DIRECTIVE: Copy every line of the records below verbatim, keeping each character and line break unchanged.
- - -
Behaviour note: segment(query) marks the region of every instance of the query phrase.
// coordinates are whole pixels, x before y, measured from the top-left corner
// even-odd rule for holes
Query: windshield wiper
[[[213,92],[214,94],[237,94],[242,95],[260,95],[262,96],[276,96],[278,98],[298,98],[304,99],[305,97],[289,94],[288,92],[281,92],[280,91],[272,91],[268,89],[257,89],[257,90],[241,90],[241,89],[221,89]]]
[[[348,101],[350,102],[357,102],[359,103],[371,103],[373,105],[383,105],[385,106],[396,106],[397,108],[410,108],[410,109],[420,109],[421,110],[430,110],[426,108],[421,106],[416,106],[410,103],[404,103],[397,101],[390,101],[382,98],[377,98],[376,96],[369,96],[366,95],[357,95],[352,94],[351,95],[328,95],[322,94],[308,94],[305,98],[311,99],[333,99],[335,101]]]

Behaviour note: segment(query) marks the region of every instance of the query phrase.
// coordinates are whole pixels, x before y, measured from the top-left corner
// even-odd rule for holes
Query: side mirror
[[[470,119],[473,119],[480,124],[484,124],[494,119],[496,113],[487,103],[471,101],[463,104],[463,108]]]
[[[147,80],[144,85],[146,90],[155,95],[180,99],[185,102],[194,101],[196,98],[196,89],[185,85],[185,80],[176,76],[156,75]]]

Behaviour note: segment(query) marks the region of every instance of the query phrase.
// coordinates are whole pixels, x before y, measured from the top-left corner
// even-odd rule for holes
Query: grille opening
- - -
CORRECT RESPONSE:
Behaviour note: segment(query) marks the region of every instance of the query phrase.
// coordinates are whole pixels, x before y, measured from the top-left corner
// even-odd rule for holes
Query: windshield wiper
[[[213,92],[214,94],[237,94],[242,95],[260,95],[262,96],[276,96],[278,98],[298,98],[304,99],[305,97],[289,94],[288,92],[281,92],[280,91],[272,91],[268,89],[257,89],[257,90],[241,90],[241,89],[221,89]]]
[[[348,101],[350,102],[357,102],[359,103],[371,103],[373,105],[383,105],[385,106],[396,106],[397,108],[410,108],[410,109],[420,109],[421,110],[430,110],[426,108],[421,106],[416,106],[410,103],[404,103],[397,101],[390,101],[382,98],[377,98],[376,96],[369,96],[366,95],[357,95],[352,94],[351,95],[328,95],[322,94],[308,94],[305,98],[311,99],[333,99],[335,101]]]

Behaviour note: segment(query) marks the region of every instance of the query phrase.
// coordinates are whole pixels, x before y, measured from the top-left corner
// even-odd rule for holes
Query: side mirror
[[[470,119],[473,119],[480,124],[484,124],[494,119],[496,113],[487,103],[471,101],[463,104],[463,108]]]
[[[147,80],[144,85],[146,90],[155,95],[180,99],[185,102],[194,101],[196,98],[196,89],[185,85],[185,80],[176,76],[156,75]]]

Behaviour note: segment(query) marks the region of every instance of the query phrase.
// coordinates are whole pixels, x before y, measured from the top-left corner
// even-odd rule for holes
Query: grille opening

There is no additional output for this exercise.